> **TASK REQUIREMENTS**
With pictures omitted, the line containing "Target: gargoyle ear" and all later lines of the records below are to be restated word for word.

> **INFORMATION SHOWN**
----------

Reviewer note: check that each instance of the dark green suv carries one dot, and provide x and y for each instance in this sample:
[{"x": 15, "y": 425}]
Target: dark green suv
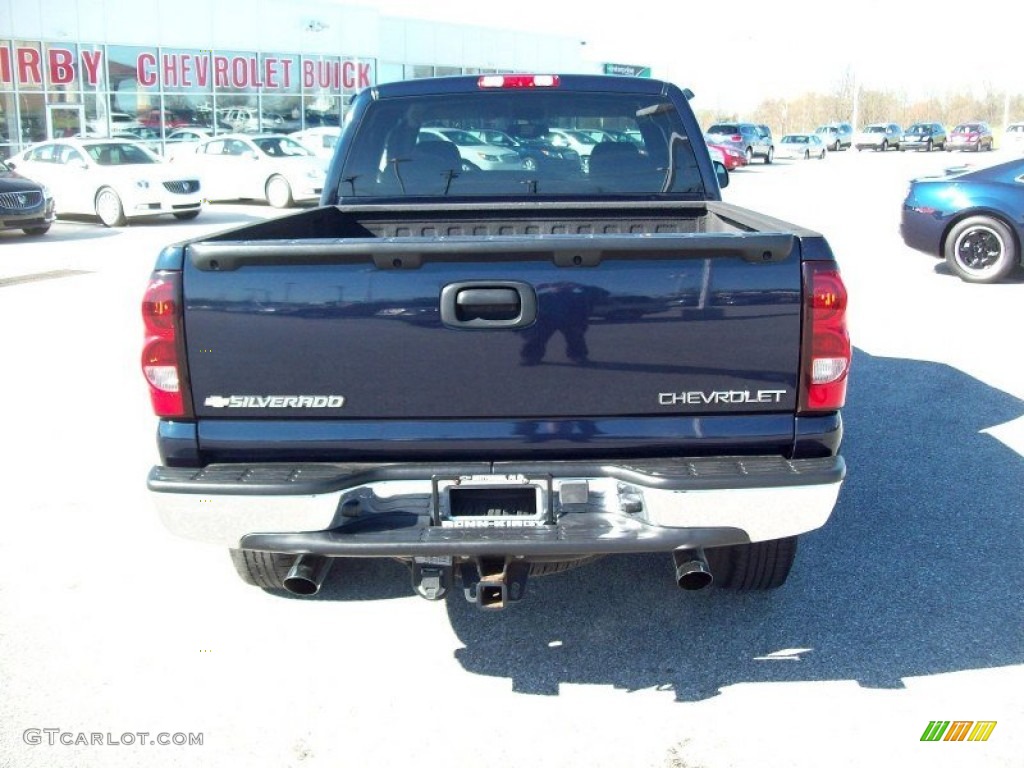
[{"x": 925, "y": 136}]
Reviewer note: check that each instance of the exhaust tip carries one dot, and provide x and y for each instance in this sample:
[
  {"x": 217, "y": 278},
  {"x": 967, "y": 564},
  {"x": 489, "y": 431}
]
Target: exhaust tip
[
  {"x": 306, "y": 574},
  {"x": 692, "y": 571}
]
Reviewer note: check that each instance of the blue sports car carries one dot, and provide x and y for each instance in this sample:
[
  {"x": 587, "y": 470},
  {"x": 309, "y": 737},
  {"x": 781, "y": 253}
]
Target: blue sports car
[{"x": 975, "y": 219}]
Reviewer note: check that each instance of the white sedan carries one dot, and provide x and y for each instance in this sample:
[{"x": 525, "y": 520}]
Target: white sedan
[
  {"x": 112, "y": 178},
  {"x": 262, "y": 166},
  {"x": 801, "y": 146},
  {"x": 474, "y": 151},
  {"x": 318, "y": 140}
]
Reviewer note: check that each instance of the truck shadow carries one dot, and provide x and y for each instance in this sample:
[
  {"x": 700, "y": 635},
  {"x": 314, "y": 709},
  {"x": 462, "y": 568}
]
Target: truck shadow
[{"x": 916, "y": 572}]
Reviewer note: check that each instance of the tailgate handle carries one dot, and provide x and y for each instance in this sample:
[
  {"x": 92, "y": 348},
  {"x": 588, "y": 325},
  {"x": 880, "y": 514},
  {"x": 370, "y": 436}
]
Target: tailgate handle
[{"x": 488, "y": 305}]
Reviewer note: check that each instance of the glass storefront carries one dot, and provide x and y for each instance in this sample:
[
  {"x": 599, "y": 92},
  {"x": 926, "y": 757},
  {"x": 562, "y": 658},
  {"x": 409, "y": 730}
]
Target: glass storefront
[{"x": 54, "y": 89}]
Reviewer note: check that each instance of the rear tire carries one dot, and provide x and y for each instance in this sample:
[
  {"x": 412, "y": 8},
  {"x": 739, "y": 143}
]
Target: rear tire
[
  {"x": 279, "y": 193},
  {"x": 109, "y": 208},
  {"x": 981, "y": 249},
  {"x": 263, "y": 569},
  {"x": 762, "y": 565}
]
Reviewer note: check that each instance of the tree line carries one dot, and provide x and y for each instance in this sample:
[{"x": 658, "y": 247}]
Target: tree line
[{"x": 807, "y": 112}]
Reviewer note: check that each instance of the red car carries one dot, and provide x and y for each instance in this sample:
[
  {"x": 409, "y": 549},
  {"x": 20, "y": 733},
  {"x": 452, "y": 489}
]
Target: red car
[{"x": 733, "y": 158}]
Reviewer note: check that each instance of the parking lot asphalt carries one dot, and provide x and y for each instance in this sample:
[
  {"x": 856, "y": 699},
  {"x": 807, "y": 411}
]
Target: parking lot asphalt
[{"x": 903, "y": 609}]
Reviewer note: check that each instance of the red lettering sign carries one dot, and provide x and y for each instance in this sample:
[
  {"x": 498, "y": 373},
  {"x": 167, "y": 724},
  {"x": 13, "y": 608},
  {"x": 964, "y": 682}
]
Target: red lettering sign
[
  {"x": 254, "y": 80},
  {"x": 61, "y": 66},
  {"x": 29, "y": 71},
  {"x": 145, "y": 70},
  {"x": 203, "y": 71},
  {"x": 90, "y": 62},
  {"x": 270, "y": 72},
  {"x": 239, "y": 72},
  {"x": 220, "y": 72},
  {"x": 5, "y": 74},
  {"x": 170, "y": 71}
]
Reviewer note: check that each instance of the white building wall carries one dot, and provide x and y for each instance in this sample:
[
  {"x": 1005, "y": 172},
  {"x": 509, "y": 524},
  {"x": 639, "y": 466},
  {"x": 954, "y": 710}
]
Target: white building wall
[{"x": 297, "y": 26}]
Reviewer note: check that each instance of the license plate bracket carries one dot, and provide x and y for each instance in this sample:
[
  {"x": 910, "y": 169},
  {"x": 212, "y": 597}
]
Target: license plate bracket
[{"x": 493, "y": 501}]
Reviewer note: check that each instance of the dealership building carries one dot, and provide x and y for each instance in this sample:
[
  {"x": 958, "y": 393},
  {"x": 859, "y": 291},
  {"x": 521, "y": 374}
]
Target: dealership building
[{"x": 104, "y": 67}]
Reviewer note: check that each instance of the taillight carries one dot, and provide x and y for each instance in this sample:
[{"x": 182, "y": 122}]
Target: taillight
[
  {"x": 162, "y": 353},
  {"x": 825, "y": 348},
  {"x": 518, "y": 81}
]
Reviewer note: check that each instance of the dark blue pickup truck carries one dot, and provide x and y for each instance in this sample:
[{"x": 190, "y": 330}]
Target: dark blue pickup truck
[{"x": 492, "y": 369}]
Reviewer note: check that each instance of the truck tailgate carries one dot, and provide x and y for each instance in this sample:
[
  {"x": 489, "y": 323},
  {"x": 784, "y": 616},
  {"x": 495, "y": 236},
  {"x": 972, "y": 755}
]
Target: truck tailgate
[{"x": 492, "y": 328}]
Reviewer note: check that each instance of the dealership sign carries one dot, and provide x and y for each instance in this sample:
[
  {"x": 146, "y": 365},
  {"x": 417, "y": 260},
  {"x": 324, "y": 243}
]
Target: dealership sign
[
  {"x": 631, "y": 71},
  {"x": 25, "y": 66}
]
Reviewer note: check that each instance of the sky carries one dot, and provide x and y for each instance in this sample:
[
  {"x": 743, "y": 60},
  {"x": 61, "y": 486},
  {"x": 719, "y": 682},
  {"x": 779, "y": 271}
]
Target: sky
[{"x": 735, "y": 54}]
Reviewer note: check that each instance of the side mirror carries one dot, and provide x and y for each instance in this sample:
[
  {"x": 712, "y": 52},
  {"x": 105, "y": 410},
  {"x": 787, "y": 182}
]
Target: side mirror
[{"x": 722, "y": 173}]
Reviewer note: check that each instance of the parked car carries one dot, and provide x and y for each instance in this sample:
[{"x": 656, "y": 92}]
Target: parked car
[
  {"x": 113, "y": 178},
  {"x": 112, "y": 122},
  {"x": 971, "y": 136},
  {"x": 581, "y": 142},
  {"x": 836, "y": 136},
  {"x": 731, "y": 157},
  {"x": 924, "y": 136},
  {"x": 879, "y": 136},
  {"x": 140, "y": 134},
  {"x": 748, "y": 137},
  {"x": 25, "y": 204},
  {"x": 536, "y": 153},
  {"x": 1013, "y": 139},
  {"x": 320, "y": 140},
  {"x": 802, "y": 146},
  {"x": 605, "y": 134},
  {"x": 261, "y": 166},
  {"x": 474, "y": 151},
  {"x": 184, "y": 141},
  {"x": 970, "y": 217},
  {"x": 168, "y": 119}
]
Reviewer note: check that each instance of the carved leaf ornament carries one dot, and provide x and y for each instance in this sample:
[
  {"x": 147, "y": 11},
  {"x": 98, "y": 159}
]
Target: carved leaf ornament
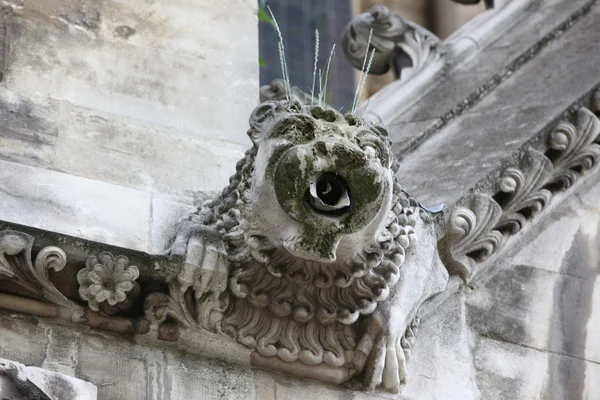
[{"x": 478, "y": 228}]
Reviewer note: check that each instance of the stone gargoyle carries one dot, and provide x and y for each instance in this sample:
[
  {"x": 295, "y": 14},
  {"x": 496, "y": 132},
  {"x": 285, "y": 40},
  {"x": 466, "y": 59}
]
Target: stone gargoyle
[{"x": 314, "y": 256}]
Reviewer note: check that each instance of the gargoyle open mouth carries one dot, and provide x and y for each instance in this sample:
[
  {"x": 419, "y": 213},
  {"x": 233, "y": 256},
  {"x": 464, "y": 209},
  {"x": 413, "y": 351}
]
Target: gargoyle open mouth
[{"x": 329, "y": 195}]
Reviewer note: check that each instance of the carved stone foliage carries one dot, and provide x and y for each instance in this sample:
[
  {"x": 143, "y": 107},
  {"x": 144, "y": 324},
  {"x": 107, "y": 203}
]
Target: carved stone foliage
[
  {"x": 27, "y": 387},
  {"x": 108, "y": 283},
  {"x": 31, "y": 276},
  {"x": 402, "y": 46},
  {"x": 313, "y": 255},
  {"x": 478, "y": 227}
]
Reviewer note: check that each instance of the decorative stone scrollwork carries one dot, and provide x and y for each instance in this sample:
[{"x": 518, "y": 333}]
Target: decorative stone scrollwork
[
  {"x": 477, "y": 228},
  {"x": 471, "y": 237},
  {"x": 108, "y": 283},
  {"x": 574, "y": 149},
  {"x": 16, "y": 264},
  {"x": 313, "y": 255},
  {"x": 402, "y": 46}
]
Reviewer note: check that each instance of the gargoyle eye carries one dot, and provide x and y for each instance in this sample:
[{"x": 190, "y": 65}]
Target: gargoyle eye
[{"x": 371, "y": 150}]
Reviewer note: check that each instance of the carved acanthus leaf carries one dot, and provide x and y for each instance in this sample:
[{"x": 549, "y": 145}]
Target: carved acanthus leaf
[
  {"x": 471, "y": 237},
  {"x": 520, "y": 192},
  {"x": 17, "y": 265},
  {"x": 574, "y": 149}
]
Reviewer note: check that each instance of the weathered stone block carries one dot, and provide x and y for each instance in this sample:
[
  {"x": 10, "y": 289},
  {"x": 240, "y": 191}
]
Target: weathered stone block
[{"x": 74, "y": 206}]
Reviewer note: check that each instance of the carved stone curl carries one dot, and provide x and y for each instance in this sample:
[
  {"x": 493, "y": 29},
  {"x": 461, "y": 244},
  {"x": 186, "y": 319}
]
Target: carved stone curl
[
  {"x": 478, "y": 227},
  {"x": 400, "y": 45},
  {"x": 17, "y": 265},
  {"x": 108, "y": 283},
  {"x": 313, "y": 255}
]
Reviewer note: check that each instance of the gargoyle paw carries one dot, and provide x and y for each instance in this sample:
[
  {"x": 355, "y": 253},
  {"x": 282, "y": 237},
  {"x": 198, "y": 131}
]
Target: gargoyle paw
[{"x": 381, "y": 357}]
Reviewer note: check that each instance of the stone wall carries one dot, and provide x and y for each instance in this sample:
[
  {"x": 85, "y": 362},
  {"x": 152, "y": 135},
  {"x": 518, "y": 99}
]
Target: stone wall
[{"x": 116, "y": 115}]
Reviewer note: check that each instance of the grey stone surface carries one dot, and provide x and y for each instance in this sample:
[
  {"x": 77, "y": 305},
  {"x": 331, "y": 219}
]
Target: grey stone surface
[
  {"x": 147, "y": 96},
  {"x": 473, "y": 145}
]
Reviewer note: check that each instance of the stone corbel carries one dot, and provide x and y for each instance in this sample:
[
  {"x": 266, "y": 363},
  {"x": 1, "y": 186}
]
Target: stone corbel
[{"x": 416, "y": 56}]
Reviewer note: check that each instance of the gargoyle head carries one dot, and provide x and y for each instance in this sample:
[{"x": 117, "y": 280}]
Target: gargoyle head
[{"x": 322, "y": 182}]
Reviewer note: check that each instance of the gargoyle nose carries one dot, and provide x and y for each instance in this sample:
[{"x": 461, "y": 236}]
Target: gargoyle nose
[{"x": 329, "y": 194}]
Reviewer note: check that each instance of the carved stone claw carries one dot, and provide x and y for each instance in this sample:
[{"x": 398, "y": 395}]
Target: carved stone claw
[{"x": 381, "y": 355}]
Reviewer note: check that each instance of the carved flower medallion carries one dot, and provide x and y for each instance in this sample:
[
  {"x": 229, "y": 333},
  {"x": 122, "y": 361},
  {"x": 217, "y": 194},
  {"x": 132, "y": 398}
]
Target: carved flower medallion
[{"x": 108, "y": 283}]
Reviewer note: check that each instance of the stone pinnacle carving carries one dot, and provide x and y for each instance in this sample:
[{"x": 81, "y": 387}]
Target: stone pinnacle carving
[
  {"x": 402, "y": 46},
  {"x": 313, "y": 255},
  {"x": 478, "y": 227}
]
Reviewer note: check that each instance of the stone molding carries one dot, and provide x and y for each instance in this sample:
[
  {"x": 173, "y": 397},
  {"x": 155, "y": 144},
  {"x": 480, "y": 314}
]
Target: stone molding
[
  {"x": 483, "y": 222},
  {"x": 461, "y": 46},
  {"x": 254, "y": 266}
]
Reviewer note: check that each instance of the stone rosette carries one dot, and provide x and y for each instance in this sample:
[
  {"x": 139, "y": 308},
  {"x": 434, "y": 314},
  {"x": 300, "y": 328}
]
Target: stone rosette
[{"x": 108, "y": 283}]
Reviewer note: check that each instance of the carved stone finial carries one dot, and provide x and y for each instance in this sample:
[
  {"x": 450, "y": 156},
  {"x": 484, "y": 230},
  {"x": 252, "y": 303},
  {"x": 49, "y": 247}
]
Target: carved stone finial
[
  {"x": 400, "y": 45},
  {"x": 108, "y": 283}
]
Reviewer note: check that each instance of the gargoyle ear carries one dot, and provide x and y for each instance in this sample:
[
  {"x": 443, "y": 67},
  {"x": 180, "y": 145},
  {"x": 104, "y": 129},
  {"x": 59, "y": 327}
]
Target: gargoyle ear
[{"x": 258, "y": 117}]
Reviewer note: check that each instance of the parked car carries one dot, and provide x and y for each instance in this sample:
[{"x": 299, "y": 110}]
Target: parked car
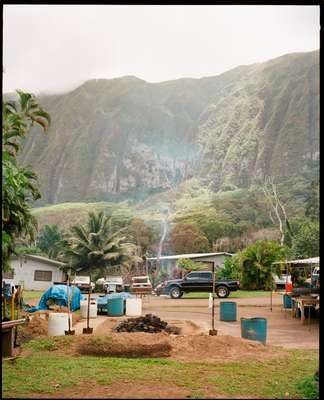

----------

> **OUTPUT**
Target: gargoyle ear
[{"x": 258, "y": 117}]
Reviewer note: check that each instance of the parked car carries one dot, and provide x and y for each instance in this sample:
[{"x": 299, "y": 110}]
Target: parked car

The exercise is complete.